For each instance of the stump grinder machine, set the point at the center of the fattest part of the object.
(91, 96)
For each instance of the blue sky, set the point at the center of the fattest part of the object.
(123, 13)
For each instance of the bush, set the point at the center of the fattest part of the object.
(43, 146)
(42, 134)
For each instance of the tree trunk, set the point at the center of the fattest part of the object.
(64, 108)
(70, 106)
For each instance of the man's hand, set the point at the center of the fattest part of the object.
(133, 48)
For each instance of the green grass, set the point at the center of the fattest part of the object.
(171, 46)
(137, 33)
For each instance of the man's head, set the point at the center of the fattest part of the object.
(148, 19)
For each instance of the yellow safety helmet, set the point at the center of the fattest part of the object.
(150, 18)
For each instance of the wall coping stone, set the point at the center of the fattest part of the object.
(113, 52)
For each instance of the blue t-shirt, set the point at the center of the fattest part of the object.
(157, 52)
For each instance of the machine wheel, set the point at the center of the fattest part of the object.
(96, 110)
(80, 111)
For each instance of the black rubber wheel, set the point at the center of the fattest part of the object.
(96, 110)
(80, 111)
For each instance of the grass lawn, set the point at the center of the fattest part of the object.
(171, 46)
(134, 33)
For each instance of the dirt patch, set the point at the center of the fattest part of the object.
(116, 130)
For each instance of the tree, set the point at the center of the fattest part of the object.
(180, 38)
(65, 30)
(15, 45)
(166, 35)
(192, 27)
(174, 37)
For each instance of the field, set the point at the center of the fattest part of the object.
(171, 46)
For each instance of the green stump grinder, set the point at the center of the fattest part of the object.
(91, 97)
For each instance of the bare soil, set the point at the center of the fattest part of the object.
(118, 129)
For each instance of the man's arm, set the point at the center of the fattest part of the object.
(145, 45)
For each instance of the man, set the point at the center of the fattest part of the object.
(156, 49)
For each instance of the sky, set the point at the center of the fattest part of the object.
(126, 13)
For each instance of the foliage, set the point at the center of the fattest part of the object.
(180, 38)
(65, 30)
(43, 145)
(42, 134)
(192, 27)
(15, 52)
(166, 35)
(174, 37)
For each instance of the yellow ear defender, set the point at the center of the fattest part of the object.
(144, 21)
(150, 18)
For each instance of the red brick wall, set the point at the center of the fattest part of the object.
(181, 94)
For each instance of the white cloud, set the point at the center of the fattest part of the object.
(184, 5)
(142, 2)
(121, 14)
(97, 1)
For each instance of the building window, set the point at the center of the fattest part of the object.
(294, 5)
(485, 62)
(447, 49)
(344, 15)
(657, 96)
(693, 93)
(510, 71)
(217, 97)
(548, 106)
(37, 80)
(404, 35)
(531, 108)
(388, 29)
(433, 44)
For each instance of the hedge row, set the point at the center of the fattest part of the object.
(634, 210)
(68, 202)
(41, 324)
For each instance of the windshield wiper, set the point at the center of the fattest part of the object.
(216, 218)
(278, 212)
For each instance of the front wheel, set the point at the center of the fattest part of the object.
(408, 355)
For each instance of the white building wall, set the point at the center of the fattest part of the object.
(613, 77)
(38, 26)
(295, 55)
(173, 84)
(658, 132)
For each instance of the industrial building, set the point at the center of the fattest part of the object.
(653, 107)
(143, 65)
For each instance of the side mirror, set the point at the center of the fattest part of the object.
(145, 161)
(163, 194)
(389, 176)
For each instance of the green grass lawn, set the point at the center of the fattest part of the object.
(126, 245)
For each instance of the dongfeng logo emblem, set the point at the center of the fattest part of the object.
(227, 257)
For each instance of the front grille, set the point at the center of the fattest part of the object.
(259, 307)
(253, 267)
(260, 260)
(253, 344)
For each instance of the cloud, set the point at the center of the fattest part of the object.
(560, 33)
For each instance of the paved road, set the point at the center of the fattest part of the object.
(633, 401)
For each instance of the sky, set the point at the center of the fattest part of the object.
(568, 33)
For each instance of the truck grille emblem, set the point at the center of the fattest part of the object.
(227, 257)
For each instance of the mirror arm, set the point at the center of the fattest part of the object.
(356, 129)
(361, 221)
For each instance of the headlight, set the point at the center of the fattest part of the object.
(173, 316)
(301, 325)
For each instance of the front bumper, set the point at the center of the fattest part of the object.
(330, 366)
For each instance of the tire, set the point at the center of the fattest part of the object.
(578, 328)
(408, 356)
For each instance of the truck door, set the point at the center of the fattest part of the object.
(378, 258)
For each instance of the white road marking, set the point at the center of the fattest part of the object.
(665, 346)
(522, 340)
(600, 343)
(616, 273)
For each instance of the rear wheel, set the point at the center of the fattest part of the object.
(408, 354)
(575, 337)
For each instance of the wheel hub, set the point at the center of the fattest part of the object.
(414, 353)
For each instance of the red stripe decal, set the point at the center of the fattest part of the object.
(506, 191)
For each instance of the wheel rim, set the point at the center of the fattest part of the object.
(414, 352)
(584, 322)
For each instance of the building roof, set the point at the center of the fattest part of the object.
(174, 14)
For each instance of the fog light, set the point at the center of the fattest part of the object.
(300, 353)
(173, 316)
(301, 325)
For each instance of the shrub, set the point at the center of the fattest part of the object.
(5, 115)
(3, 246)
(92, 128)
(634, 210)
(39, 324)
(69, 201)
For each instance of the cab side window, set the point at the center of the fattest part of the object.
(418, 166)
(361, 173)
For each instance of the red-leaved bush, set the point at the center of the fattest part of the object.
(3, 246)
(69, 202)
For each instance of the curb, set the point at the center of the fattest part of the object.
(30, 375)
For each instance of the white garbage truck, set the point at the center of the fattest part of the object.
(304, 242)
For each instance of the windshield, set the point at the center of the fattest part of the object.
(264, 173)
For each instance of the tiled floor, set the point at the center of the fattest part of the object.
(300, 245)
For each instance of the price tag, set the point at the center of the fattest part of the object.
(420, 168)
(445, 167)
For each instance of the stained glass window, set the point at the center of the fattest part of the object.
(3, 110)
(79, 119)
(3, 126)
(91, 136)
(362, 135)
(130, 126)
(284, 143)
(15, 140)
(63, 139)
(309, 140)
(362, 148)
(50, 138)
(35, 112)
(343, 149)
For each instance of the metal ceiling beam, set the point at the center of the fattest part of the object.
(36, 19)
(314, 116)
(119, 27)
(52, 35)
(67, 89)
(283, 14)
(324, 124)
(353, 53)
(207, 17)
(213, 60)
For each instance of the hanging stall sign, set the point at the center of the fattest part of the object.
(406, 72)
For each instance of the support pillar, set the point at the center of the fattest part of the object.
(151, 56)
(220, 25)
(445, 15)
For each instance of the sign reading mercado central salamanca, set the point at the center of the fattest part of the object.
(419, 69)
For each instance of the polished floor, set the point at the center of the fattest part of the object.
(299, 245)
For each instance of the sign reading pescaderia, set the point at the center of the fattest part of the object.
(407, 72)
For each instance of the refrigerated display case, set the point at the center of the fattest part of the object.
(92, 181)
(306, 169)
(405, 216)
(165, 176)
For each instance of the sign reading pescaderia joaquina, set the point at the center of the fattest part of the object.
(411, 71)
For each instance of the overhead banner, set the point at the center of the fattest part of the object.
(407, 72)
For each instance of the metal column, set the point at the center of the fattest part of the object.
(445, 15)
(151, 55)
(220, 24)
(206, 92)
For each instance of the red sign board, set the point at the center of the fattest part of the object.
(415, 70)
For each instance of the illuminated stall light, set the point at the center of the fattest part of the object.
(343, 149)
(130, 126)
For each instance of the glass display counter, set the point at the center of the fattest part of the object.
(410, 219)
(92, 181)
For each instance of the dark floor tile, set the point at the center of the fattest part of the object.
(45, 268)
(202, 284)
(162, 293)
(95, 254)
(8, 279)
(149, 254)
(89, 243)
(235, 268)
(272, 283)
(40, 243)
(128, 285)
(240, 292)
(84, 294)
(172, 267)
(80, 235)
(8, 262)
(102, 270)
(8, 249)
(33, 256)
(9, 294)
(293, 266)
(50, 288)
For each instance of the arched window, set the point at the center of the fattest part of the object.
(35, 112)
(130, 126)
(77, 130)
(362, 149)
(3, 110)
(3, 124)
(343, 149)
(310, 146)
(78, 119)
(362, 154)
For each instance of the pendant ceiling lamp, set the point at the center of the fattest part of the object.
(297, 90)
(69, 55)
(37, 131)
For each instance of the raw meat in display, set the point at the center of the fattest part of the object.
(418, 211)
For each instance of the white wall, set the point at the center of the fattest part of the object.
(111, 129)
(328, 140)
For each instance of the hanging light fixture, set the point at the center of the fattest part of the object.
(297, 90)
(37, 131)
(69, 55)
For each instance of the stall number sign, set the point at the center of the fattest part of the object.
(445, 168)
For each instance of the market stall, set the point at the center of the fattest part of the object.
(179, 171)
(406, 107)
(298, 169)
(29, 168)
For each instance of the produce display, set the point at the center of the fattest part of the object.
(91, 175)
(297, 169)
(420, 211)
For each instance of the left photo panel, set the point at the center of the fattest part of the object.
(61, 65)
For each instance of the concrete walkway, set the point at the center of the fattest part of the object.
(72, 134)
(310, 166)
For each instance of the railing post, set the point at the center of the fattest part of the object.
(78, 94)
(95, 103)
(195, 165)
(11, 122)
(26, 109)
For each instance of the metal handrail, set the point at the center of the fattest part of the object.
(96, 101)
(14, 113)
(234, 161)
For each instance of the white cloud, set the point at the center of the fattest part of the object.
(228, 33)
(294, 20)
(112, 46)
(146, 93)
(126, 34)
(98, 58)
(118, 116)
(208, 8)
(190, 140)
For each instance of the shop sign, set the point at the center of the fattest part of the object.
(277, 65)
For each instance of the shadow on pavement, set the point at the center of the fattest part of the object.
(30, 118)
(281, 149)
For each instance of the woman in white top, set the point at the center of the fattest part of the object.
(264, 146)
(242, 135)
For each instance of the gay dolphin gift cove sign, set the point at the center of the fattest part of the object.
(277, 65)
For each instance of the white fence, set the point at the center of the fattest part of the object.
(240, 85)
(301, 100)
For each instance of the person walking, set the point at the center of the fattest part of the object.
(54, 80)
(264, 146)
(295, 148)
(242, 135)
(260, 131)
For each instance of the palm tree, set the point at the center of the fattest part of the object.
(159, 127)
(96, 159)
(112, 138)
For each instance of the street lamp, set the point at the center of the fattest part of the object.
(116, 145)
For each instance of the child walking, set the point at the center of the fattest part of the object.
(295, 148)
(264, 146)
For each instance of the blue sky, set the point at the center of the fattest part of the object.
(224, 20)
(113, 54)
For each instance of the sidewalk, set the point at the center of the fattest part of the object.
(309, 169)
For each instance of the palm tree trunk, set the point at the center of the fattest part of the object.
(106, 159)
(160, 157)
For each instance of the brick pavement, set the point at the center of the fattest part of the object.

• [What this task involves]
Revise the entries from the line containing "For each instance of the person" through the end of the entries, replacing "sidewalk" with "footpath" and keeping everything else the same.

• [Complete output]
For each instance of the person walking, set the point at the center of the fattest part of the object.
(54, 80)
(264, 146)
(295, 148)
(242, 135)
(260, 131)
For each instance of the palm tree, set the point at the center of the fattest part of the object.
(159, 127)
(96, 159)
(112, 138)
For each instance of the street lamp, set the point at the center of the fattest part of the object.
(116, 145)
For each instance of the child walking, set the point at the center of the fattest part of the object.
(295, 148)
(264, 146)
For each instance of the blue sky, set the point at the center of the fattest part of the object.
(224, 20)
(113, 54)
For each instance of the footpath, set the point at the center of the fattest part of the object.
(309, 169)
For each instance of the palm tree trunk, set the point at the center of the fattest part of the object.
(106, 159)
(160, 157)
For each instance of the brick pavement, set the point at the center of the fattest part of the object.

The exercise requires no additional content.